# Exercise description
Would you retype, word for word, the line with "Note: point to the tent rainfly" and every line after it through the end of the records below?
--- start ---
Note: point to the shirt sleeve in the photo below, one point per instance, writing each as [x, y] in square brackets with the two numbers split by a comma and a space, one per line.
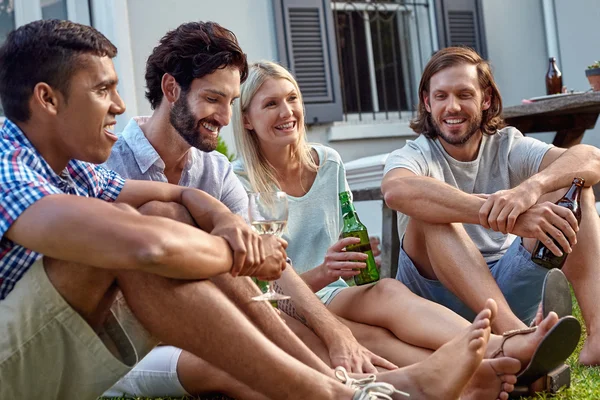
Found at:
[20, 186]
[234, 195]
[525, 157]
[411, 157]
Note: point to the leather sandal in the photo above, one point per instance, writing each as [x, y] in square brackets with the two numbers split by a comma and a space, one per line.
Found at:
[551, 352]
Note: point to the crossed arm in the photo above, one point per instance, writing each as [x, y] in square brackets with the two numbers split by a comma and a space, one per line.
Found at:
[113, 236]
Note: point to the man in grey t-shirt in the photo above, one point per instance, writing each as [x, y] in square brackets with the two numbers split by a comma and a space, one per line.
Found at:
[466, 189]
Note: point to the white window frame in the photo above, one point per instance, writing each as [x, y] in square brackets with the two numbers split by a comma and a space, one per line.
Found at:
[377, 124]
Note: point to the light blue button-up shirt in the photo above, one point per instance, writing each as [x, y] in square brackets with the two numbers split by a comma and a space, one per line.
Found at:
[134, 157]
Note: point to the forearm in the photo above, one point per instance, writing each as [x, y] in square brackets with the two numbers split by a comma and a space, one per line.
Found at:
[578, 161]
[105, 235]
[430, 200]
[310, 309]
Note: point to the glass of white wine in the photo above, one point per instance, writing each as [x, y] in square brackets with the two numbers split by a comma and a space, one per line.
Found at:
[268, 213]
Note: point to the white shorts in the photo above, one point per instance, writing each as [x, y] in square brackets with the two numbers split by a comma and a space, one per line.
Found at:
[48, 351]
[154, 376]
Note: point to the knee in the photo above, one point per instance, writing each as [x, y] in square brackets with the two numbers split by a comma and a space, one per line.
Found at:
[169, 210]
[125, 207]
[388, 288]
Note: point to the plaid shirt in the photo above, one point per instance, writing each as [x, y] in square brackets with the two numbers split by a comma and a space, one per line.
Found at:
[25, 177]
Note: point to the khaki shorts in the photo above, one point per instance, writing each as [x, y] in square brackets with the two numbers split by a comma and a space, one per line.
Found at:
[48, 351]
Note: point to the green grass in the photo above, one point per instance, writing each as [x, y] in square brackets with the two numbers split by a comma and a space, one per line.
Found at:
[585, 381]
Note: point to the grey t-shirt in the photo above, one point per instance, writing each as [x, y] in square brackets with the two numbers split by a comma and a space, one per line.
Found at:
[134, 157]
[504, 161]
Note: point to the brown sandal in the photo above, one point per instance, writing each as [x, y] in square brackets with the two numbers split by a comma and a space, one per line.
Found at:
[507, 335]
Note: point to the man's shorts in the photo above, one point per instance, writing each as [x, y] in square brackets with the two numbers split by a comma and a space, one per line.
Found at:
[154, 376]
[519, 279]
[48, 351]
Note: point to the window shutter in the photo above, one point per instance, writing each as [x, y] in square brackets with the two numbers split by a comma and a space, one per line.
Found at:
[460, 22]
[307, 47]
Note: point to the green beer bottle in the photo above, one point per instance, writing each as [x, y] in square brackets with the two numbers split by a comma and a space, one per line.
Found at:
[541, 255]
[354, 228]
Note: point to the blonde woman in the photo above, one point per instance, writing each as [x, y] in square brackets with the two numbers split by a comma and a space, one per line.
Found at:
[273, 154]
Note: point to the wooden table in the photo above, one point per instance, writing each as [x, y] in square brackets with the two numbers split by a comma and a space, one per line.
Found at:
[569, 116]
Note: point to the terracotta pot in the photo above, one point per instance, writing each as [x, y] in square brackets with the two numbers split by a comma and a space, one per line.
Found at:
[593, 76]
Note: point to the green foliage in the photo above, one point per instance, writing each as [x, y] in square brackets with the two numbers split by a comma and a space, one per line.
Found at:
[594, 65]
[222, 148]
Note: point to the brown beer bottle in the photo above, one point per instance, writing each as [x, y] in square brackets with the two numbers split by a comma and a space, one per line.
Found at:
[553, 78]
[541, 255]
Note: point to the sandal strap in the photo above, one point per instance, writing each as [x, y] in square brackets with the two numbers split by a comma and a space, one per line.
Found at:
[507, 335]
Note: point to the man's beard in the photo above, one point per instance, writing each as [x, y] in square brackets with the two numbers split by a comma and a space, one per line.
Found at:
[188, 127]
[473, 127]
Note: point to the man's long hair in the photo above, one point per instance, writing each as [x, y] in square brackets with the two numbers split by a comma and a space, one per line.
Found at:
[491, 120]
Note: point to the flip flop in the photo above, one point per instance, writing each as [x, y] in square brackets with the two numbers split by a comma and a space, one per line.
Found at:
[552, 351]
[556, 295]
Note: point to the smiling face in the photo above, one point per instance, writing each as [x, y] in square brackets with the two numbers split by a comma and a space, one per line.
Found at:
[456, 102]
[199, 113]
[85, 120]
[275, 113]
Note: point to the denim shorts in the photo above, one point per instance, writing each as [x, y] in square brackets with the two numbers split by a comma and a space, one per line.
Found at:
[519, 279]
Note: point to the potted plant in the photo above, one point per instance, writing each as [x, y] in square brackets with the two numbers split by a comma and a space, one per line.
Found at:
[593, 75]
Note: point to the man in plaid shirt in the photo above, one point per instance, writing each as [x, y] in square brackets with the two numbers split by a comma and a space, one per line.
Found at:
[88, 284]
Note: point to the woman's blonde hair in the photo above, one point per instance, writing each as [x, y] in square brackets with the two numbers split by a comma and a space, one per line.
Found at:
[260, 173]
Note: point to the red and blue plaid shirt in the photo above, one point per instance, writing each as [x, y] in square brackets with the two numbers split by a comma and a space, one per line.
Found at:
[25, 177]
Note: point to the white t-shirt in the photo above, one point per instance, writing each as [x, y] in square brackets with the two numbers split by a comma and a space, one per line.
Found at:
[315, 219]
[504, 161]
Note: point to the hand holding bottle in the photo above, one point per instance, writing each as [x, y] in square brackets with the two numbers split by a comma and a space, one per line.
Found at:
[339, 263]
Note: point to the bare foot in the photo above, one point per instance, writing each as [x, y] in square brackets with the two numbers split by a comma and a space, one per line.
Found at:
[523, 346]
[494, 379]
[445, 373]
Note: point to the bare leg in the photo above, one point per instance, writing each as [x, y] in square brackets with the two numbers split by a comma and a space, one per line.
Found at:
[198, 376]
[455, 365]
[446, 252]
[583, 271]
[240, 290]
[382, 341]
[197, 317]
[391, 305]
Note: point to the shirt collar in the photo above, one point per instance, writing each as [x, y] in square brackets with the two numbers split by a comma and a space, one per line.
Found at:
[143, 151]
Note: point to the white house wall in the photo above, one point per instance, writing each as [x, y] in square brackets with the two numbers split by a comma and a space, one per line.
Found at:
[578, 38]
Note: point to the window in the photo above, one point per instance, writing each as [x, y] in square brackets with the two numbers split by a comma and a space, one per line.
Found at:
[7, 18]
[362, 59]
[372, 58]
[365, 55]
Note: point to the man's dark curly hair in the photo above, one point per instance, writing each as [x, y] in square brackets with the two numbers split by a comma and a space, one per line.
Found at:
[191, 51]
[45, 51]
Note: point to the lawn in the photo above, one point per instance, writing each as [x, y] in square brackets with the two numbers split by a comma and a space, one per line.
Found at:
[585, 381]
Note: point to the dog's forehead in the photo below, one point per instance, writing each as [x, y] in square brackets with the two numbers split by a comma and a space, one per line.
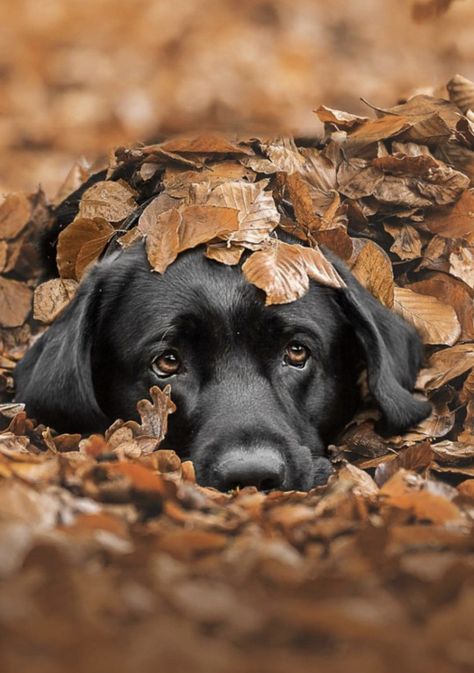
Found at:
[214, 295]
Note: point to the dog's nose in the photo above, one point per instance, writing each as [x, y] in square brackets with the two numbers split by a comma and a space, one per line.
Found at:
[263, 468]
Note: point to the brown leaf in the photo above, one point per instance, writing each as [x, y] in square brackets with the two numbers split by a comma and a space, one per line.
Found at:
[80, 244]
[373, 269]
[399, 163]
[283, 270]
[284, 154]
[51, 298]
[446, 365]
[204, 143]
[256, 209]
[417, 458]
[154, 414]
[110, 200]
[453, 453]
[342, 120]
[450, 291]
[337, 240]
[15, 302]
[15, 213]
[454, 221]
[461, 263]
[407, 242]
[357, 178]
[461, 89]
[162, 239]
[436, 322]
[224, 253]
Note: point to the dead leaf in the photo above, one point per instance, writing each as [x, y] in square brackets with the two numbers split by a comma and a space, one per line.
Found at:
[224, 253]
[437, 323]
[283, 270]
[15, 302]
[109, 200]
[80, 244]
[461, 89]
[180, 229]
[454, 221]
[51, 298]
[205, 143]
[15, 213]
[154, 414]
[256, 209]
[453, 292]
[373, 269]
[446, 365]
[407, 242]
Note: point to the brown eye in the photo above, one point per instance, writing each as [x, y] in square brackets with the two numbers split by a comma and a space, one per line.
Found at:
[296, 354]
[166, 364]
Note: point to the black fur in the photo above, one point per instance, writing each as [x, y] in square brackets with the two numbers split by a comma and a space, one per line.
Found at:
[238, 404]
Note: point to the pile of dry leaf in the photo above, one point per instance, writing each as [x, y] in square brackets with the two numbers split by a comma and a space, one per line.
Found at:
[112, 558]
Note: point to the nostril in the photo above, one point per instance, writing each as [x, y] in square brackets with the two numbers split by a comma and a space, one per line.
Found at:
[269, 484]
[264, 468]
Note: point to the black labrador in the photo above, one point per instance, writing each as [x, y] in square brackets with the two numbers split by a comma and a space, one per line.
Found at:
[260, 390]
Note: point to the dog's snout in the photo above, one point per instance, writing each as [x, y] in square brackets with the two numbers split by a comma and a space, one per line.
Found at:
[263, 468]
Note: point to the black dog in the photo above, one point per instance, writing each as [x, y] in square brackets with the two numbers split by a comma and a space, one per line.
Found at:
[260, 390]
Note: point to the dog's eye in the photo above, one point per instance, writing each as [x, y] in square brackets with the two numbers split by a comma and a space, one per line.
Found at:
[166, 364]
[296, 354]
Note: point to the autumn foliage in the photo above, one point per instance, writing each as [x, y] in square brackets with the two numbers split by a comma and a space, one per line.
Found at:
[112, 557]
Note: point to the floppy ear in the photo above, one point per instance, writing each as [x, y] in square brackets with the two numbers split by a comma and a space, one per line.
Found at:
[54, 379]
[393, 352]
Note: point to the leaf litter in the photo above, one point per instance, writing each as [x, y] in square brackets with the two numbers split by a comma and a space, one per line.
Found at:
[109, 535]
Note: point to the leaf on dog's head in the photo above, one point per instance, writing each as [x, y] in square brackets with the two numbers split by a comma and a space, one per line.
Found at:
[154, 414]
[113, 201]
[373, 269]
[15, 302]
[453, 292]
[15, 213]
[52, 297]
[183, 228]
[257, 213]
[454, 221]
[342, 120]
[436, 322]
[80, 244]
[282, 271]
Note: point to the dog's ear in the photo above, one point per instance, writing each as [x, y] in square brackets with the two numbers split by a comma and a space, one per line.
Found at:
[54, 379]
[393, 353]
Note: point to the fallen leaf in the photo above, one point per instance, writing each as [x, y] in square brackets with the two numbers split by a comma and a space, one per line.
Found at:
[436, 322]
[454, 221]
[51, 298]
[460, 89]
[446, 365]
[15, 302]
[15, 213]
[453, 292]
[373, 269]
[224, 253]
[407, 242]
[283, 270]
[80, 244]
[109, 200]
[210, 142]
[256, 210]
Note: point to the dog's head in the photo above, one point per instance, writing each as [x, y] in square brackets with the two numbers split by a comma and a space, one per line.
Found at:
[259, 390]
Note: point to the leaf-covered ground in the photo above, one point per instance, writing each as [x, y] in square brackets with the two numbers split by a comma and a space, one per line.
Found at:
[83, 76]
[112, 558]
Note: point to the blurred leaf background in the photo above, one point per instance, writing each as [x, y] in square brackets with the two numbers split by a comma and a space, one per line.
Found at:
[82, 76]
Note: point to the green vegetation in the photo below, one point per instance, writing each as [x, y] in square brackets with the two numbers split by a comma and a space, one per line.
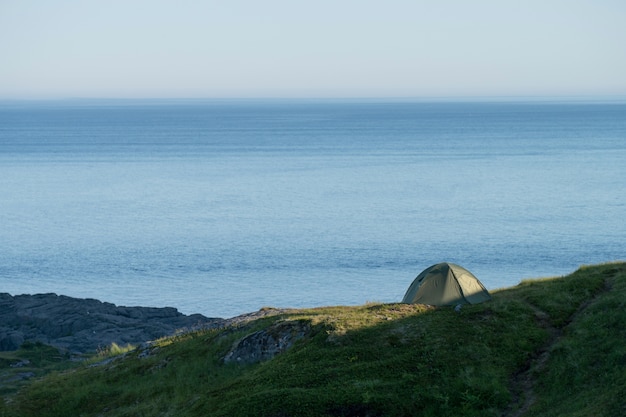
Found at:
[550, 347]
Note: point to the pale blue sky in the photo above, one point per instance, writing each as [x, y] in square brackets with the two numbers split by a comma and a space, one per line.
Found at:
[340, 48]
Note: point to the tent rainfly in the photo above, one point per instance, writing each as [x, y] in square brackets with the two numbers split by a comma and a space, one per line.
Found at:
[446, 284]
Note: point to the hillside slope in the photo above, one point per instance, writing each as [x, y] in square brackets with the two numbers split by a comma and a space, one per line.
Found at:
[550, 347]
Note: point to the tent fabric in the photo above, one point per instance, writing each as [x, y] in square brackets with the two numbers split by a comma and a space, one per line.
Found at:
[446, 284]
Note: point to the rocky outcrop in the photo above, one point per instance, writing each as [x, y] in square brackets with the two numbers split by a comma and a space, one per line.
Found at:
[267, 343]
[83, 325]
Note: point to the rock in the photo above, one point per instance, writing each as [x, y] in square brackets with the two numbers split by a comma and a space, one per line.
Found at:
[266, 344]
[83, 325]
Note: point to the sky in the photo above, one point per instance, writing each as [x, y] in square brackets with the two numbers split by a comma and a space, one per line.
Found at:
[291, 48]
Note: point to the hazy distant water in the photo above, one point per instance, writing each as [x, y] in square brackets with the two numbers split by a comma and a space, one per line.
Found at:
--- end ---
# Written response
Note: point to the tent rainfly in the photo above, one point per instance, writing each as [x, y] in square brackets with the two numbers split by a comma and a space, one per line.
Found at:
[446, 284]
Note: point to the hillside slope in the photo above, one point per instance, writing each as [x, y] in square brackets with the two numbers split by a comma and a space, one per line.
Found at:
[550, 347]
Note: point to the tent fabric in the photo above, one point per instance, writing each as [x, y] in square brackets with the two numbers split by a comma and a space, one per line.
Found at:
[446, 284]
Note: point to the rocky outcrop in the photo above, one point per instance, writing each as [x, y] in square brackets with the two numbers split by a comma and a space, one per line.
Found at:
[267, 343]
[83, 325]
Note: point to the rock in the photo above, one point per instance, writing each as [x, y] in square brackets with the two numbers split by a comma and a space, one per line.
Found at:
[266, 344]
[83, 325]
Note: point to the sky in the photo above, one point per instance, writing each as [x, y] in square brackets with the two numbers split by a comma and a space, one per line.
Found at:
[291, 48]
Note: point to the hazy distant water in the photo above, one point per instance, writing each as [x, y] in square brackets with the two numbers split by a comma and a space, one per line.
Found at:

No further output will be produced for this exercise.